_PROMPT 1:_ In the excerpt about the Baptist academy, whose music got the writer busted?
_PROMPT 2:_ Add 82 to every x and y coordinate in the answer outlines of the listing, starting at its first line and ending at the line that contains "60], [39, 24]]". Write out all of those lines in full, requests included.

_EXCERPT:_
[start]
I was such a renegade graffiti artist.

It was the end of my first week at that school when I was introduced to Marilyn Manson.  The irony will never elude me: outside of the school, I didn’t know who the hell this guy was; Once I go to a Baptist academy, I realize this guy is the demagogue of their underground couture.  Yet, after of all that, I get busted with Alanis Morissette.  

The lecture was priceless.  I was pulled out of my science class (learning how man developed brass and iron over 12,000 years…), and was set in the principal’s office.  I was then forced to go through how secular music would inhibit more moral capabilities, blah blah blah.  The youngest teacher in the school was brought in to tell me how he really liked U2’s ‘Joshua Tree’, because it had such an uplifting message, and this Alanis woman had nothing more desirous than to bring down the very nature of Christianity.

At least he was half-right.  Two things:  ‘Joshua Tree’ was not an inspirational album.  Matter of fact, by ’98, it was barely a relevant album.  Most of the album is spent remarking how amazed they were with how oblivious Americans are.  Second: this is a phenomenal ‘Pop’ pastoral technique: Talk to the ‘kids’ about things like ‘The Matrix’ and ‘U2’ and their ‘Led Zepplin’ like you understand them.  Once you have that relatable hook, try to persuade them to see your vantage.  I’m not going to say coerce, because a strong enough mind can resist it, but, well… the thought’s there.
[end]
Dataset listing
[start]
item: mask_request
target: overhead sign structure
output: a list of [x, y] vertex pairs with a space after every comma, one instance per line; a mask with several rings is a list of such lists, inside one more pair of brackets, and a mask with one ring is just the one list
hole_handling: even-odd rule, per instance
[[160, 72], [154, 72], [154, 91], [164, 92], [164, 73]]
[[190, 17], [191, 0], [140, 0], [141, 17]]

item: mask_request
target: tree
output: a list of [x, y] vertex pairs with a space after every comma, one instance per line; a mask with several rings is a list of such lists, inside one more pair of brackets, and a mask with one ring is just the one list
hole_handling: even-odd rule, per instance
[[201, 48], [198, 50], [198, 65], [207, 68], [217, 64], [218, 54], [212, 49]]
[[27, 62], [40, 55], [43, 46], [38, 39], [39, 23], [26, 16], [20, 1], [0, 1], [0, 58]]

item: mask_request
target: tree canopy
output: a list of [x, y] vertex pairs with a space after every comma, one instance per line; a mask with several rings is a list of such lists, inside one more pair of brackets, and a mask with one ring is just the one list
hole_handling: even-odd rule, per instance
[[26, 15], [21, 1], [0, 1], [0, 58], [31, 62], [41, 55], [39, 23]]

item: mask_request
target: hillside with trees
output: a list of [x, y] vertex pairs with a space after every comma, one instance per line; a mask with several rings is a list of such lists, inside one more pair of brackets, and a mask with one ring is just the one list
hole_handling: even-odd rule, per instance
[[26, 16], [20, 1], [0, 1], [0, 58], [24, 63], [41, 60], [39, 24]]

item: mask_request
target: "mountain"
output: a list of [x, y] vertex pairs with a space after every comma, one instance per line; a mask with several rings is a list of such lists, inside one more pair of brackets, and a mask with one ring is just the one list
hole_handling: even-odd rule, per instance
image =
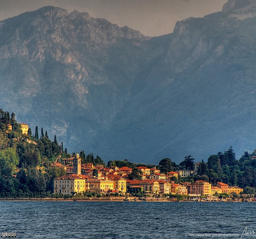
[[157, 164], [255, 147], [256, 4], [156, 37], [47, 6], [0, 22], [0, 105], [64, 147]]

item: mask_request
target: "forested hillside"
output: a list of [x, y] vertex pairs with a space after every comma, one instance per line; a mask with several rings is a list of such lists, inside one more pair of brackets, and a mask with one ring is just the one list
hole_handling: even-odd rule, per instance
[[[12, 126], [11, 131], [8, 125]], [[66, 153], [65, 153], [66, 151]], [[43, 196], [52, 190], [53, 179], [64, 175], [64, 170], [51, 168], [58, 156], [67, 157], [67, 149], [48, 138], [47, 131], [38, 127], [23, 134], [21, 125], [8, 111], [0, 109], [0, 196]], [[69, 155], [70, 156], [70, 155]]]

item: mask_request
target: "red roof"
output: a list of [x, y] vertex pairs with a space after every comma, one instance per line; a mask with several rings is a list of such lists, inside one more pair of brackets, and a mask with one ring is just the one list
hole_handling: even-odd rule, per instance
[[128, 167], [122, 167], [119, 169], [119, 170], [122, 171], [122, 170], [123, 171], [130, 171], [131, 170], [132, 170], [132, 168], [128, 168]]
[[173, 171], [171, 171], [171, 172], [167, 173], [167, 174], [178, 174], [177, 172], [174, 172]]

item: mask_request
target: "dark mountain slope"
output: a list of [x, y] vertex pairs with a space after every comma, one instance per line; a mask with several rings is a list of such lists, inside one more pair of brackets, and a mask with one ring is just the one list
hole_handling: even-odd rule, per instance
[[0, 105], [105, 161], [253, 149], [255, 4], [143, 36], [46, 7], [0, 22]]

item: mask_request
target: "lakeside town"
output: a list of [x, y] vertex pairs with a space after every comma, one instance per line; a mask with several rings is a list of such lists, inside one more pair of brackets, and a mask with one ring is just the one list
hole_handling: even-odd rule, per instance
[[127, 159], [107, 165], [93, 154], [68, 154], [56, 136], [51, 141], [41, 128], [39, 137], [38, 126], [32, 134], [14, 113], [1, 112], [1, 198], [255, 201], [255, 150], [239, 160], [230, 146], [207, 163], [189, 155], [179, 165], [166, 158], [157, 166]]
[[[221, 182], [217, 182], [216, 186], [203, 180], [175, 183], [174, 177], [177, 179], [191, 176], [196, 174], [195, 171], [179, 170], [170, 171], [166, 174], [160, 173], [160, 170], [155, 168], [138, 167], [140, 171], [141, 180], [128, 179], [132, 169], [127, 167], [119, 168], [116, 166], [110, 168], [101, 165], [94, 166], [92, 163], [81, 164], [79, 154], [77, 152], [75, 157], [62, 159], [64, 163], [55, 162], [51, 167], [62, 168], [67, 175], [54, 179], [54, 191], [55, 193], [62, 194], [84, 195], [85, 193], [94, 193], [98, 195], [115, 193], [125, 195], [143, 195], [146, 198], [162, 199], [164, 195], [180, 194], [186, 195], [192, 200], [217, 201], [218, 195], [225, 193], [227, 197], [222, 201], [234, 200], [229, 196], [233, 196], [238, 201], [238, 195], [243, 192], [239, 187], [230, 186]], [[94, 172], [97, 175], [94, 175]], [[129, 197], [127, 199], [128, 200]], [[153, 200], [152, 199], [152, 200]]]

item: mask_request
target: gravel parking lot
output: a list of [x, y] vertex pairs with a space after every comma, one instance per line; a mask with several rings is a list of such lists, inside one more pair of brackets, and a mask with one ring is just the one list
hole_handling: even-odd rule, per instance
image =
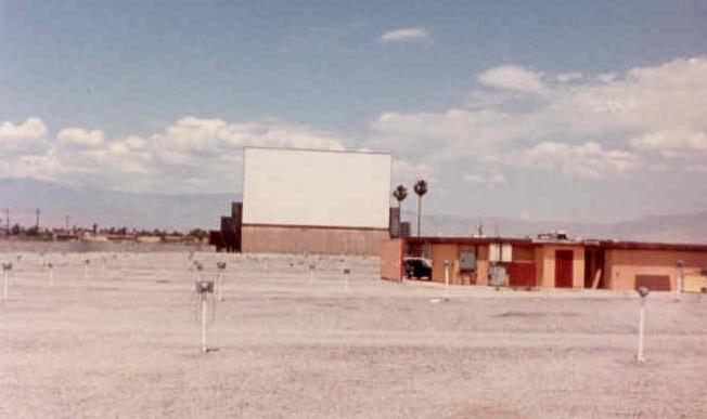
[[[192, 254], [1, 253], [0, 416], [707, 417], [707, 296], [651, 294], [638, 363], [633, 292], [440, 301], [374, 258]], [[227, 263], [206, 354], [193, 260]]]

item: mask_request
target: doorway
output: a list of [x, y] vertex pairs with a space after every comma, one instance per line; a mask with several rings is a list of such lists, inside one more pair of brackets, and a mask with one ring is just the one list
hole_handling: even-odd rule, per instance
[[555, 288], [573, 287], [573, 251], [555, 251]]

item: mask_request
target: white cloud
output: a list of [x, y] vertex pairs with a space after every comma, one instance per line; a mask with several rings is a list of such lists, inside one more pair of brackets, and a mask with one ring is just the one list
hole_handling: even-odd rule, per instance
[[98, 147], [104, 141], [103, 131], [87, 131], [82, 128], [64, 128], [56, 138], [62, 144], [77, 147]]
[[555, 80], [557, 80], [561, 83], [568, 83], [571, 81], [578, 81], [582, 79], [582, 74], [579, 71], [571, 71], [571, 73], [562, 73], [555, 76]]
[[[376, 141], [437, 165], [460, 156], [484, 160], [509, 149], [530, 153], [543, 143], [532, 153], [556, 146], [557, 153], [577, 156], [599, 147], [587, 170], [552, 165], [565, 173], [586, 171], [590, 178], [618, 175], [646, 159], [652, 167], [670, 166], [659, 159], [704, 147], [707, 58], [635, 67], [604, 82], [583, 77], [553, 86], [540, 84], [540, 74], [523, 67], [500, 73], [498, 68], [485, 71], [479, 81], [515, 90], [473, 92], [466, 107], [447, 112], [383, 113], [371, 123]], [[542, 94], [518, 89], [541, 89]], [[600, 174], [600, 169], [606, 172]]]
[[504, 186], [509, 183], [503, 173], [466, 173], [462, 176], [462, 180], [466, 183], [488, 187], [489, 189], [498, 186]]
[[477, 81], [485, 86], [522, 92], [540, 92], [544, 89], [542, 74], [518, 65], [502, 65], [481, 73]]
[[577, 145], [542, 142], [526, 150], [491, 156], [489, 159], [509, 166], [558, 168], [564, 173], [588, 179], [604, 179], [614, 173], [630, 172], [640, 166], [640, 158], [633, 154], [604, 150], [595, 142]]
[[0, 125], [0, 141], [36, 140], [46, 135], [47, 126], [37, 117], [27, 118], [20, 125], [10, 121]]
[[631, 140], [631, 145], [638, 149], [659, 152], [666, 157], [678, 157], [680, 154], [707, 152], [707, 134], [684, 127], [660, 131], [651, 131]]
[[14, 125], [5, 121], [0, 125], [0, 143], [5, 150], [28, 150], [38, 146], [47, 136], [47, 126], [41, 119], [31, 117]]
[[422, 27], [401, 28], [387, 31], [381, 36], [381, 42], [420, 42], [429, 38], [427, 29]]
[[1, 141], [0, 176], [133, 191], [234, 192], [241, 183], [243, 146], [345, 149], [337, 135], [305, 125], [277, 119], [229, 123], [194, 116], [147, 135], [108, 140], [101, 130], [65, 128], [47, 141], [35, 150], [16, 150]]
[[419, 179], [424, 179], [429, 184], [437, 183], [435, 170], [424, 162], [413, 162], [407, 159], [395, 159], [393, 161], [393, 182], [402, 184], [412, 189], [412, 185]]

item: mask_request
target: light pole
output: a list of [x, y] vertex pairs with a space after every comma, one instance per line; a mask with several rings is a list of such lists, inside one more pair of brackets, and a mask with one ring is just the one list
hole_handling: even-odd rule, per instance
[[677, 271], [676, 272], [676, 274], [677, 274], [677, 277], [676, 277], [676, 283], [677, 283], [676, 284], [676, 298], [678, 299], [678, 301], [680, 301], [680, 293], [682, 292], [682, 275], [683, 275], [682, 266], [683, 266], [683, 262], [681, 260], [676, 262], [676, 271]]
[[639, 316], [639, 353], [637, 359], [642, 363], [645, 361], [643, 357], [643, 332], [645, 331], [645, 298], [648, 296], [646, 287], [639, 287], [639, 296], [641, 296], [641, 314]]
[[445, 259], [445, 300], [449, 300], [449, 261]]

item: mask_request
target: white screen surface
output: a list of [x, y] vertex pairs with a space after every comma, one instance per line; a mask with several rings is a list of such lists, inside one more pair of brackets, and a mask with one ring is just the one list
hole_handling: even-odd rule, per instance
[[243, 223], [388, 228], [387, 154], [245, 148]]

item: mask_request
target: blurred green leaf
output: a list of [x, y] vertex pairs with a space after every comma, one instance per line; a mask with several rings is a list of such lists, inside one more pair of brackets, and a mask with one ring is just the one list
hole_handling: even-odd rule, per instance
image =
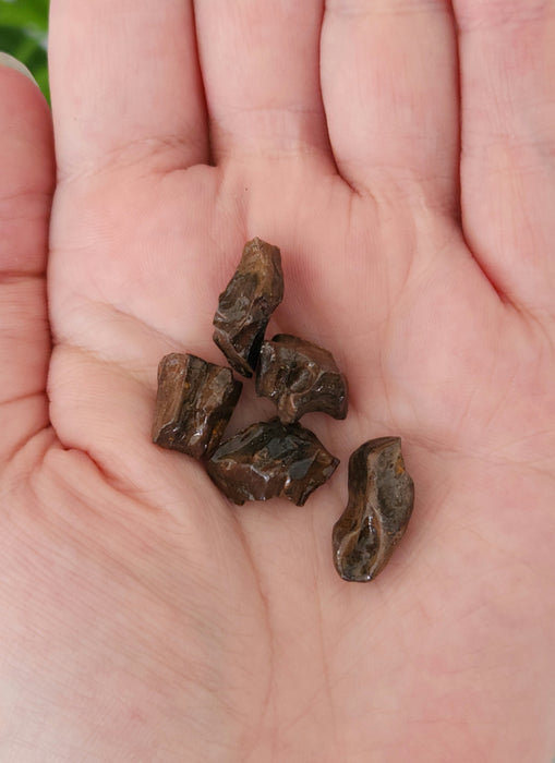
[[24, 63], [50, 100], [47, 29], [49, 0], [0, 0], [0, 50]]

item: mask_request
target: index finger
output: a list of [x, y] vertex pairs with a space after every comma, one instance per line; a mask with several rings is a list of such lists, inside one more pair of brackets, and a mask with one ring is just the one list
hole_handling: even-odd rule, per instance
[[192, 0], [52, 0], [49, 51], [62, 178], [207, 160]]

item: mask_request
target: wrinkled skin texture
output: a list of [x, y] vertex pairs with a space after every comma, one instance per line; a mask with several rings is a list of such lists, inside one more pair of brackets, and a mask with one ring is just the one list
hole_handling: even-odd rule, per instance
[[[553, 755], [553, 3], [454, 11], [214, 0], [196, 45], [184, 0], [52, 0], [46, 287], [49, 113], [0, 70], [0, 760]], [[302, 509], [149, 438], [253, 235], [269, 331], [350, 385]], [[390, 433], [417, 502], [353, 585], [348, 457]]]

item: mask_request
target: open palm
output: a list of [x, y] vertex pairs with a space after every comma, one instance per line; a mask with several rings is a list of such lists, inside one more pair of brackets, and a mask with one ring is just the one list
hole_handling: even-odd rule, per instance
[[[553, 3], [51, 5], [46, 288], [50, 119], [0, 72], [0, 758], [547, 760]], [[270, 331], [350, 384], [306, 417], [341, 465], [303, 508], [149, 440], [159, 359], [224, 362], [253, 235]], [[387, 434], [412, 524], [345, 583], [348, 457]]]

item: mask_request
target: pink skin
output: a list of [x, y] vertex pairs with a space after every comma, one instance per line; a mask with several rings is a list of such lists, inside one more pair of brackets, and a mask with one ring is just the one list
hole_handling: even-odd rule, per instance
[[[56, 156], [0, 68], [1, 760], [555, 752], [555, 3], [453, 4], [52, 0]], [[149, 443], [253, 235], [268, 335], [350, 385], [303, 508]], [[348, 457], [386, 434], [413, 518], [345, 583]]]

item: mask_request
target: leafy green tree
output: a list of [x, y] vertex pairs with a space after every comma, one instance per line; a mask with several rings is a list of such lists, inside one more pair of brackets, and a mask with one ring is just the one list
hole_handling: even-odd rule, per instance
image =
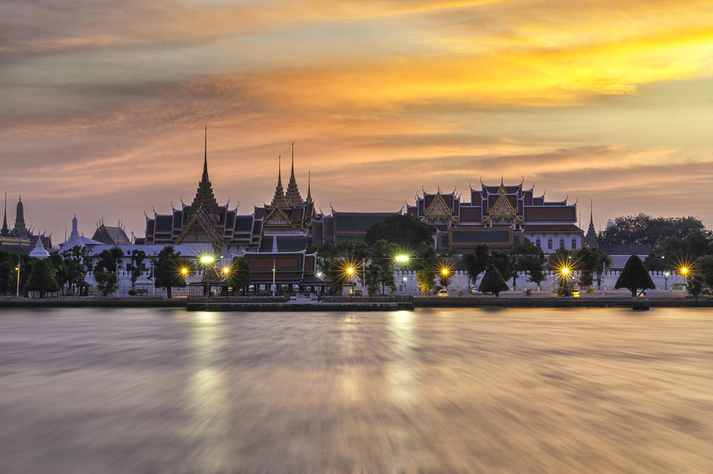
[end]
_TASK ANSWER 1:_ Alanis Morissette

_TASK ANSWER 2:_
item: mask_request
target: overhead sign structure
output: a list of [x, y] vertex pairs with a space after every comma, one instance per line; a mask with several rings is a list of such lists, inside one more pair of brackets, and a mask with one ring is just the one list
hole_handling: even-odd rule, per instance
[[242, 154], [236, 154], [236, 173], [246, 174], [246, 155]]
[[272, 99], [273, 82], [222, 82], [223, 99]]

item: mask_request
target: tree
output: a list of [x, y] vertex pairs with a space after every comma, one instance per line; a mask with several rings is a list of such lists, inside one more pair of brackets, and a mask with one ring is just the one list
hole_handling: even-odd rule, per instance
[[283, 130], [280, 132], [280, 147], [289, 150], [299, 146], [300, 136], [294, 131]]
[[109, 144], [122, 137], [125, 128], [120, 121], [121, 105], [108, 98], [102, 83], [82, 83], [82, 140]]

item: mask_request
target: tree canopy
output: a list of [x, y] vertex pairs with a space after every comma, one instance per line; a mask with several rings is a list of such lists, inside one more pair of brackets, and a mask with one ring is just the one list
hole_handling: even-odd rule, per instance
[[108, 97], [103, 83], [82, 83], [82, 140], [113, 144], [123, 137], [121, 105]]

item: mask_request
target: hillside with trees
output: a list of [x, y] vertex pairs with a space after every comma, one instance per line; a mask with several rings is a list of such lists, inside one more pair of brackets, and a mask with one ring is just the one list
hole_handling: even-odd rule, per instance
[[108, 98], [102, 83], [82, 83], [82, 140], [106, 145], [123, 142], [121, 106]]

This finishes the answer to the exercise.